**Entries shown**

----------

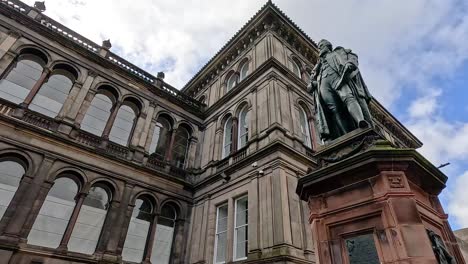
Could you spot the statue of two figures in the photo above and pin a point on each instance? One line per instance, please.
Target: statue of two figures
(340, 94)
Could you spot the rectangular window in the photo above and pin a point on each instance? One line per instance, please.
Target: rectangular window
(361, 249)
(241, 229)
(221, 234)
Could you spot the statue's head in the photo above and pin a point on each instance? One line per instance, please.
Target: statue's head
(325, 45)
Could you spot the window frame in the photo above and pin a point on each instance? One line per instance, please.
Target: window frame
(237, 227)
(296, 65)
(224, 154)
(233, 76)
(225, 204)
(239, 129)
(241, 69)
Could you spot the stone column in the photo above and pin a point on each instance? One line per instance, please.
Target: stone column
(31, 199)
(67, 105)
(171, 145)
(117, 225)
(254, 250)
(66, 126)
(192, 148)
(108, 226)
(235, 134)
(253, 127)
(178, 243)
(138, 129)
(9, 41)
(151, 239)
(83, 99)
(110, 121)
(71, 223)
(146, 142)
(145, 133)
(218, 149)
(230, 232)
(15, 202)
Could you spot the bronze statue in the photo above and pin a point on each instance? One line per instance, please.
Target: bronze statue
(441, 253)
(340, 94)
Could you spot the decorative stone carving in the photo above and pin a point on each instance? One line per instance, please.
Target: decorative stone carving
(340, 94)
(40, 6)
(106, 44)
(395, 181)
(347, 151)
(440, 251)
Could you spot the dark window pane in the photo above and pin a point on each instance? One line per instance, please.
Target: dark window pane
(163, 138)
(137, 233)
(90, 220)
(244, 70)
(361, 250)
(54, 215)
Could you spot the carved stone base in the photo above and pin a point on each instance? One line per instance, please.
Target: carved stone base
(380, 201)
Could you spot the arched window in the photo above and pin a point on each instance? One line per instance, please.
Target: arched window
(123, 124)
(297, 68)
(227, 142)
(181, 144)
(137, 234)
(202, 99)
(16, 86)
(160, 141)
(232, 81)
(161, 251)
(98, 113)
(244, 70)
(87, 229)
(10, 177)
(243, 127)
(53, 93)
(55, 213)
(305, 127)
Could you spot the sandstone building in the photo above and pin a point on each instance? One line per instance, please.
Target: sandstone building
(102, 162)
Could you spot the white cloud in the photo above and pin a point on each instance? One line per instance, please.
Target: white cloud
(401, 44)
(171, 36)
(424, 106)
(458, 206)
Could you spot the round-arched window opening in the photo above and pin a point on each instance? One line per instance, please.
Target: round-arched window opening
(244, 70)
(90, 221)
(297, 69)
(138, 230)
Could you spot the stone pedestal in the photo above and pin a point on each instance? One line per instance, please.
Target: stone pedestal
(376, 205)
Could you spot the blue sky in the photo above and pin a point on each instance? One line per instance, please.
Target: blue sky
(413, 55)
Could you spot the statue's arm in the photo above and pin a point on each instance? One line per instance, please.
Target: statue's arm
(312, 86)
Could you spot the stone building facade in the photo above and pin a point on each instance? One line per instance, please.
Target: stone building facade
(102, 162)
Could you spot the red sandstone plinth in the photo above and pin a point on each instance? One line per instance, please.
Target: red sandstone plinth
(390, 195)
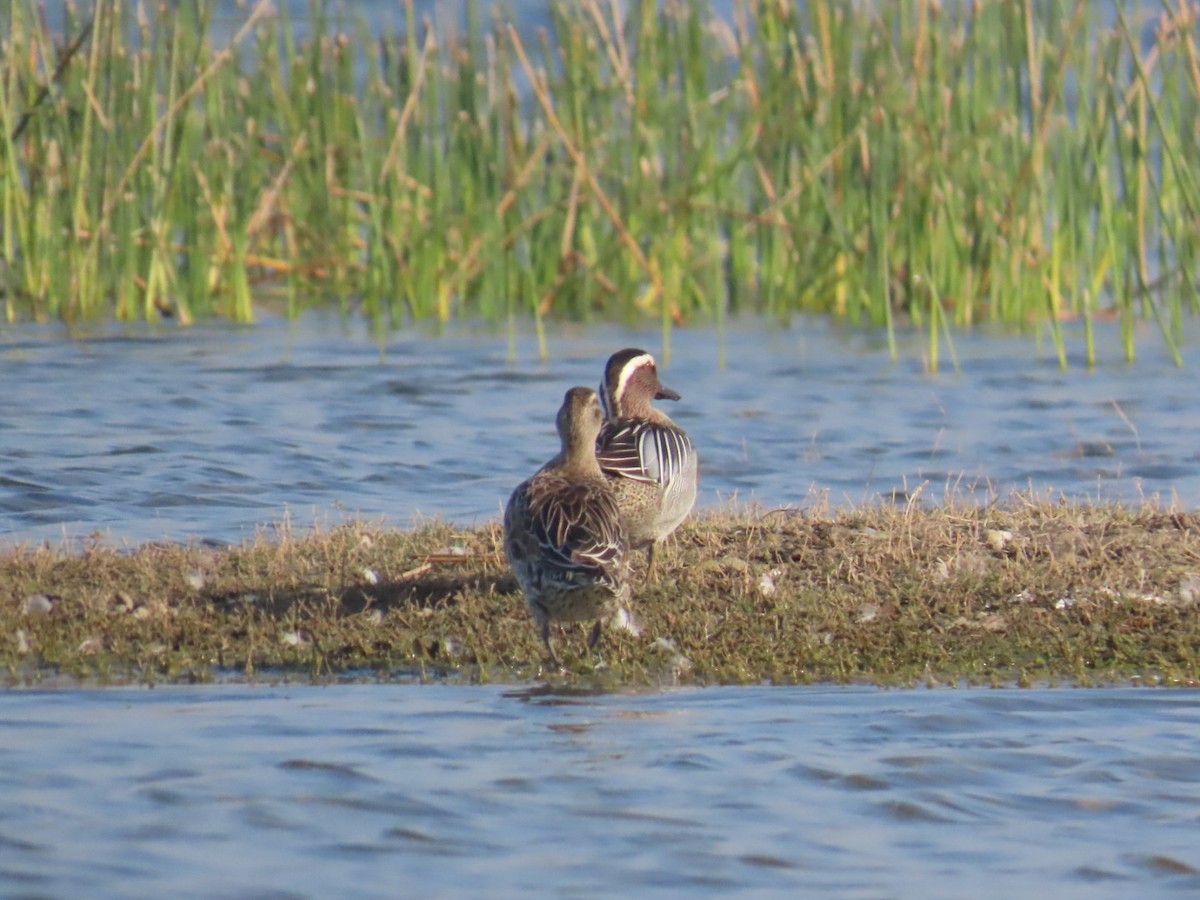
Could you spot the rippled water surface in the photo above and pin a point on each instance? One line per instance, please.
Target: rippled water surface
(213, 431)
(453, 791)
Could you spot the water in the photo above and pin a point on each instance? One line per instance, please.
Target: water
(454, 791)
(211, 432)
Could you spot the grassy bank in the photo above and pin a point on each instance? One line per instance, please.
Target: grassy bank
(1032, 591)
(1018, 162)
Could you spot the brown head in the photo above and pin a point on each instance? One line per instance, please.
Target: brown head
(630, 384)
(579, 424)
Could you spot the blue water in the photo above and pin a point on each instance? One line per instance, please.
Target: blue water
(211, 432)
(466, 791)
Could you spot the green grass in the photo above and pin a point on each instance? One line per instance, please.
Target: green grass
(941, 165)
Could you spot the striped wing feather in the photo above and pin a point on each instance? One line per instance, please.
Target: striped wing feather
(642, 450)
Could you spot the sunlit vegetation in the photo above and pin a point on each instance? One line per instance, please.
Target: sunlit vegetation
(1027, 591)
(927, 163)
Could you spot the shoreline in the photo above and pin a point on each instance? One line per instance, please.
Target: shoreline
(1026, 592)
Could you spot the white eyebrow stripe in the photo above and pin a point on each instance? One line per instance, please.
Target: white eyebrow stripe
(628, 370)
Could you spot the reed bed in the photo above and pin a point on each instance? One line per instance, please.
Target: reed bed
(1027, 591)
(937, 165)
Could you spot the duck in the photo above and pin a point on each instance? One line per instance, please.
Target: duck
(563, 533)
(649, 461)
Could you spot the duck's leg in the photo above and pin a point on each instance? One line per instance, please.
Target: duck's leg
(594, 634)
(550, 647)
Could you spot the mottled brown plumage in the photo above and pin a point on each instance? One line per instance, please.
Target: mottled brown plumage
(563, 533)
(649, 460)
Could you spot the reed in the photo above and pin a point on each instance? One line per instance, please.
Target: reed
(901, 163)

----------

**Description of the task**
The line containing "Could you spot the brown" and every line after it, through the end of the records, should be repeated exactly and alone.

**Task answer**
Could you spot the brown head in the photo above and pin a point on each instance? One line per instance, please.
Target: brown head
(630, 384)
(579, 424)
Could you spot the blue water in the photo above and pin a point on each instance? One line per instance, please.
Target: blue water
(211, 432)
(466, 791)
Could you spot the green grass in the photo above and pin a point on each instance? One line per instance, please.
Target: green grass
(941, 165)
Could you spot the striped wing feather in the photo above and pin a point on each instance? One line per instance, please.
Target: striped wing feather
(642, 450)
Could you spot the sunlit vegetation in the photo above and pin a point on each instance? One line per instance, please.
Target: sunlit vegetation
(1027, 591)
(927, 163)
Could you spot the shoreline in the photo above and pin a point on each instance? One line per instance, please.
Target: shoreline
(1026, 592)
Could you spot the white eyebrow stripe in the photo above and pin a point on each instance? One line per instance, please.
Target: white eyebrow stripe
(628, 370)
Could you spot the reed bed in the photo above and pin a point on each instance? One line per instance, please.
Target: reed bed
(1027, 591)
(937, 165)
Could you spot the duck in the photo above and pin a point on each instance? One line per instance, please.
Target: duck
(563, 533)
(649, 461)
Could you spot the duck's leg in the photo above and pin a point on each instance? One line per instance, please.
Target: duck's leg
(594, 634)
(550, 647)
Could you spot the mottled brown plumage in the photo above and pin a point on each instance? One line per instance, please.
Target: mottled brown plumage
(563, 533)
(649, 460)
Could you spot the reed in the photo above and pin a point on each instance? One line per instance, please.
Target: reed
(901, 163)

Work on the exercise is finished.